Labeled-object pointing lines

○ ○ ○ ○

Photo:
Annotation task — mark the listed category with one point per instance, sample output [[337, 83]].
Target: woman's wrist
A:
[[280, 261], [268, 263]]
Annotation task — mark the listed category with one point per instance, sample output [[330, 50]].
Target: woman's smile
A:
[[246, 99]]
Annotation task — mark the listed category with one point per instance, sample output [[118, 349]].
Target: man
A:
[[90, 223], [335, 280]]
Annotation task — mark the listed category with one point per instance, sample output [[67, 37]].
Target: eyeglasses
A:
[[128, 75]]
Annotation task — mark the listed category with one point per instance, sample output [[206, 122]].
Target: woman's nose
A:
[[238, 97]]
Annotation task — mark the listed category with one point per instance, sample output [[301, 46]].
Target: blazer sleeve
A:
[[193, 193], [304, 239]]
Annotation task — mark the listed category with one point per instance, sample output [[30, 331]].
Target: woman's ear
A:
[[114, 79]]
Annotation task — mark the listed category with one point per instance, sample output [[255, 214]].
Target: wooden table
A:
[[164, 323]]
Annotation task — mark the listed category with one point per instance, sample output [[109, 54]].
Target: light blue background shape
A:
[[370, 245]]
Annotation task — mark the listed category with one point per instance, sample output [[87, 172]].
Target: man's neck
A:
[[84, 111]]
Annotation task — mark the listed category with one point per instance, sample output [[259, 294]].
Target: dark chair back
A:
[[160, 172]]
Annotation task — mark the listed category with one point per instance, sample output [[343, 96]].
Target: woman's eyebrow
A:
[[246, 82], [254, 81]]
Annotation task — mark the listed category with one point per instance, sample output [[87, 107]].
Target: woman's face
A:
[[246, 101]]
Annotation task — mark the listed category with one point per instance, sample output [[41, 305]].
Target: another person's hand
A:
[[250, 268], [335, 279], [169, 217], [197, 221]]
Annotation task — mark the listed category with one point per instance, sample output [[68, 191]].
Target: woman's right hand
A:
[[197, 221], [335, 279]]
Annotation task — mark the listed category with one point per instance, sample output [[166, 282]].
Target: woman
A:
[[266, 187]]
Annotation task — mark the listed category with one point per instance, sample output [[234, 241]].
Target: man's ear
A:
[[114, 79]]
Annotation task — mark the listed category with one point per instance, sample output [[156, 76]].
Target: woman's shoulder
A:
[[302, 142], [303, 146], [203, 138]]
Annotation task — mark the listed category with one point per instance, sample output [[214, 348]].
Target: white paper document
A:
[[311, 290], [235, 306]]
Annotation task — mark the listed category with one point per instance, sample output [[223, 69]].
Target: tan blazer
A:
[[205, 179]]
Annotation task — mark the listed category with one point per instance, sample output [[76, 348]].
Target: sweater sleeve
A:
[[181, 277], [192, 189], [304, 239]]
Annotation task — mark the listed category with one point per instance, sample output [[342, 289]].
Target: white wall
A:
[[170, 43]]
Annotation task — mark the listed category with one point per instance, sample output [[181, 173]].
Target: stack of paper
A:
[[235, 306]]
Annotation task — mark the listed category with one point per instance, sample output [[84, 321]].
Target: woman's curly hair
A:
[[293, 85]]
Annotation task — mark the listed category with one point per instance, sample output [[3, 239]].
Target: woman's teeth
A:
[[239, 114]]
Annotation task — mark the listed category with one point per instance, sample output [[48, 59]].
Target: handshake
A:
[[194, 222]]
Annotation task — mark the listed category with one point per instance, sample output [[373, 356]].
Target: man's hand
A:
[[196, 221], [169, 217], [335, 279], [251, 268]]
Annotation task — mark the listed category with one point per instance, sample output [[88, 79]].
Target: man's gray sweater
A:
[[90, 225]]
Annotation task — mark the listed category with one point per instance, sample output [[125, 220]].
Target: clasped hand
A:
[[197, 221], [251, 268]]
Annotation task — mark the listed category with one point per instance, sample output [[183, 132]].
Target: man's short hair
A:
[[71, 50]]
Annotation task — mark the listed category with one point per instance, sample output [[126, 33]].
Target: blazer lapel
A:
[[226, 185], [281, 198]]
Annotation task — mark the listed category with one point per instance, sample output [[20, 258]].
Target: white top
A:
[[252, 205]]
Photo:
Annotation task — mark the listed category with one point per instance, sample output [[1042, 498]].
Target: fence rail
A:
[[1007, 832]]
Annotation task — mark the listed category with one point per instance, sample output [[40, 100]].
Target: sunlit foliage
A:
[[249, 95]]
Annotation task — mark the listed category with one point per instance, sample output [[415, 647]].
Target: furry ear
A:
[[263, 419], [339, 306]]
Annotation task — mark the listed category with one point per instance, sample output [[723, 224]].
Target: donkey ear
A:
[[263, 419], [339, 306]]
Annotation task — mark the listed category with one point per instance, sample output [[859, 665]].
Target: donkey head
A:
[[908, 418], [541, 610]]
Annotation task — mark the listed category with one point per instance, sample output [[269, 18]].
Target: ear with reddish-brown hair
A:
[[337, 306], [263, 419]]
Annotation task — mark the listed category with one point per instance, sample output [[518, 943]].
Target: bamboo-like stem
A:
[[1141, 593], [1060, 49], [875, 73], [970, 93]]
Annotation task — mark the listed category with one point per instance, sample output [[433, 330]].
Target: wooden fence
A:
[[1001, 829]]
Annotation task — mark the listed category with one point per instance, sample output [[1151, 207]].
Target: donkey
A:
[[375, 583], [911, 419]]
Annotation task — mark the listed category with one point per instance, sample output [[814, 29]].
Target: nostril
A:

○ ○ ○ ○

■ **Work to complete**: Arrange the lines above as a numbered list, leaving out any blank lines.

■ **Response**:
1. Photo:
2. Annotation task — mark the listed category with one point per instance, sample output [[337, 83]].
3. Target: woman's wrist
4. A:
5. [[280, 261], [268, 263]]
6. Annotation task — mark the listed category with one point per instance, sample output [[330, 50]].
7. Target: woman's smile
8. A:
9. [[246, 99]]
10. Annotation task — mark the listed category with one point per instance, sample output [[118, 349]].
11. Target: man
12. A:
13. [[90, 223], [335, 280]]
14. Annotation task — mark the listed category with one point per instance, sample output [[67, 37]].
15. Target: eyeglasses
16. A:
17. [[128, 75]]
18. Annotation task — mark the listed category with one point per instance, sample output [[206, 122]].
19. Target: woman's nose
20. A:
21. [[238, 97]]
22. Annotation task — mark the listed category with one point per instance, sample output [[301, 46]].
23. Target: blazer sleeve
24. A:
25. [[193, 193], [304, 239]]
26. Annotation task — mark the listed category with one point per instance, sample output [[30, 331]].
27. Target: woman's ear
28. A:
29. [[114, 79]]
30. Annotation task — mark the listed category with one point per instance, sample output [[255, 214]].
31. Target: wooden table
32. A:
33. [[164, 323]]
34. Annotation task — mark the listed category with one point per instance, sample output [[109, 54]].
35. Target: light blue background shape
36. A:
37. [[370, 245]]
38. Annotation task — mark the listed category with one point per instance, sample output [[87, 172]].
39. Target: man's neck
40. A:
41. [[84, 111]]
42. Annotation task — mark the listed category with one point per instance, sample output [[259, 294]].
43. Target: dark chair back
44. A:
45. [[160, 172]]
46. Annotation task — mark the listed category with one point per instance, sample output [[343, 96]].
47. Target: woman's eyebrow
48. A:
49. [[246, 82], [254, 81]]
50. Annotation task — mark the listed category with one point per instance, sample output [[87, 107]].
51. Target: woman's face
52. A:
53. [[246, 101]]
54. Annotation task — mark the listed category with one point per instance, sample output [[41, 305]].
55. Target: another person's hand
56. A:
57. [[250, 268], [335, 279], [169, 217], [197, 221]]
58. Annotation task — mark the listed category with one point per instance, sample output [[68, 191]].
59. Target: woman's right hand
60. A:
61. [[197, 221], [335, 279]]
62. Annotation task — mark the listed category with one point per instance, sample output [[166, 282]].
63. Target: woman
64. A:
65. [[266, 187]]
66. Annotation task — mark the listed category with one point per instance, sample output [[234, 241]].
67. Target: man's ear
68. A:
69. [[114, 79]]
70. Annotation task — mark the listed category with one point per instance, sample output [[156, 76]].
71. Target: woman's shoulder
72. A:
73. [[302, 142], [303, 146], [203, 138]]
74. Annotation task — mark the listed category with one point per instance, sample output [[214, 348]].
75. Target: white paper document
76. A:
77. [[311, 290], [235, 306]]
78. Annotation task — mark the listed category with one point per instance, sample output [[223, 69]].
79. Target: tan blazer
80. A:
81. [[205, 179]]
82. Annotation task — mark the listed category with one point per instance, sample output [[76, 348]].
83. Target: sweater sleeve
84. A:
85. [[181, 277], [192, 189], [304, 239]]
86. Annotation task — mark the listed category with one point per instance, sample output [[342, 289]].
87. Target: white wall
88. A:
89. [[170, 43]]
90. Annotation task — mark the listed category with one point per instance, sample output [[181, 173]].
91. Target: stack of paper
92. A:
93. [[235, 306]]
94. Annotation task — mark the listed category with one point per instance, sample output [[84, 321]].
95. Target: woman's curly hair
96. A:
97. [[293, 85]]
98. Annotation task — mark the listed category with one point per instance, sample output [[3, 239]].
99. Target: woman's teeth
100. A:
101. [[239, 114]]
102. Annotation task — mark the listed category with one point per instance, sample output [[48, 59]].
103. Target: handshake
104. A:
105. [[194, 222]]
106. Annotation task — mark the listed category with one point per instance, sample output [[373, 356]].
107. Target: man's hand
108. A:
109. [[196, 221], [169, 217], [335, 279], [251, 268]]
110. Annotation task — mark the listed category with one point per instance, sample output [[88, 79]].
111. Target: man's gray sweater
112. A:
113. [[90, 225]]
114. Annotation task — mark the listed category with one point per instance, sample output [[125, 220]].
115. Target: clasped hand
116. A:
117. [[197, 221], [251, 268]]
118. Annotation task — mark the listed category with one point per instance, sample output [[183, 132]].
119. Target: man's short hair
120. A:
121. [[71, 50]]
122. Annotation task — mark the listed category with one point per instance, sample output [[126, 33]].
123. Target: blazer lapel
124. A:
125. [[226, 185], [281, 198]]
126. Annotation task — mark the listed category with one point per instance, sample output [[20, 258]].
127. Target: white top
128. A:
129. [[252, 205]]
130. Photo:
131. Annotation task — mark the listed category with one point per instance, sample output [[1042, 498]].
132. Target: fence rail
133. A:
134. [[1007, 832]]
135. Annotation task — mark the listed category with one point per instance, sample output [[40, 100]].
136. Target: sunlit foliage
137. A:
138. [[249, 95]]
139. Annotation task — mark the listed category with one point per instance, sample output [[415, 647]].
140. Target: furry ear
141. A:
142. [[263, 419], [339, 306]]
143. Annotation task — mark the listed category with one point per instance, sample output [[723, 224]].
144. Target: donkey ear
145. A:
146. [[263, 419], [339, 306]]
147. Annotation task — mark the listed category with one point per instance, sample output [[859, 665]].
148. Target: donkey head
149. A:
150. [[908, 418], [541, 610]]
151. Annotation task — mark the listed category with one point per instance, sample output [[269, 18]].
152. Target: ear with reddish-brown hair
153. A:
154. [[337, 306], [263, 419]]
155. Annotation task — mark the listed category with one point per instance, sample output [[518, 943]].
156. Target: bamboo-like stem
157. A:
158. [[1141, 593], [1060, 49], [875, 73], [970, 93]]
159. Annotation task — mark the listed category with one point per instance, sample output [[433, 330]].
160. Target: wooden fence
161. A:
162. [[1001, 829]]
163. Annotation task — mark the listed category with one point per instance, sample output [[1151, 207]].
164. Target: donkey
165. A:
166. [[375, 583], [911, 419]]
167. Annotation task — mark the listed category with one point per instance, sample output [[814, 29]].
168. Target: nostril
169. A:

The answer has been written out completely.